Location identification rows
START

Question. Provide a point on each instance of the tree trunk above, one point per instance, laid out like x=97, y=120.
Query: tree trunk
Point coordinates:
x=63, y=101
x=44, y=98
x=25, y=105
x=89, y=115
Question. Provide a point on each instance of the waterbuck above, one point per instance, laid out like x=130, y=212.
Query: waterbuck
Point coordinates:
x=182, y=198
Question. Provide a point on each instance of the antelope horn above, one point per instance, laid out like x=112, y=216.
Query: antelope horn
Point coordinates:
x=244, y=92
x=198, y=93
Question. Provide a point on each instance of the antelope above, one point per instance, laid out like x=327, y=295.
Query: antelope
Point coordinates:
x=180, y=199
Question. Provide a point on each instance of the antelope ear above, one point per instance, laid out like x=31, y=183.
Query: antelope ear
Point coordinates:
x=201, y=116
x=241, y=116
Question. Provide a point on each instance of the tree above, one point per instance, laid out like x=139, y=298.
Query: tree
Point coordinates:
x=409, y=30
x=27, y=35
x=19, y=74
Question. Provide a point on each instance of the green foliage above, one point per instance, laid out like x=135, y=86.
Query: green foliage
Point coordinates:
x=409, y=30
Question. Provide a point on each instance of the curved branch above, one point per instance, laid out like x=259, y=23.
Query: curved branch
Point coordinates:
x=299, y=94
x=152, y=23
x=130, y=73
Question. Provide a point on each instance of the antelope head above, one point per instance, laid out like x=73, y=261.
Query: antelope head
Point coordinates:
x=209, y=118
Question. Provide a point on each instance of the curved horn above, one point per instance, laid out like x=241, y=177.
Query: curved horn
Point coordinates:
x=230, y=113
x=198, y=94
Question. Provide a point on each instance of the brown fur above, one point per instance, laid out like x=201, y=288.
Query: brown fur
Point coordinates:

END

Copy out the lines verbatim, beginning at the line that contains "Question. Provide a point on each instance of the waterbuck" and stopping after the line that contains "x=180, y=199".

Question. Provide a point on each instance of the waterbuck above, one point per instance, laid out like x=130, y=212.
Query: waterbuck
Point coordinates:
x=182, y=198
Question. Provide a point on each instance of the antelope horn above, one point per instance, laid out like x=112, y=216.
Query: antelope horn
Point coordinates:
x=244, y=92
x=198, y=93
Question. Provide a point on each instance of the antelope above, one point per instance, laid out like x=327, y=295.
Query: antelope
Point coordinates:
x=180, y=199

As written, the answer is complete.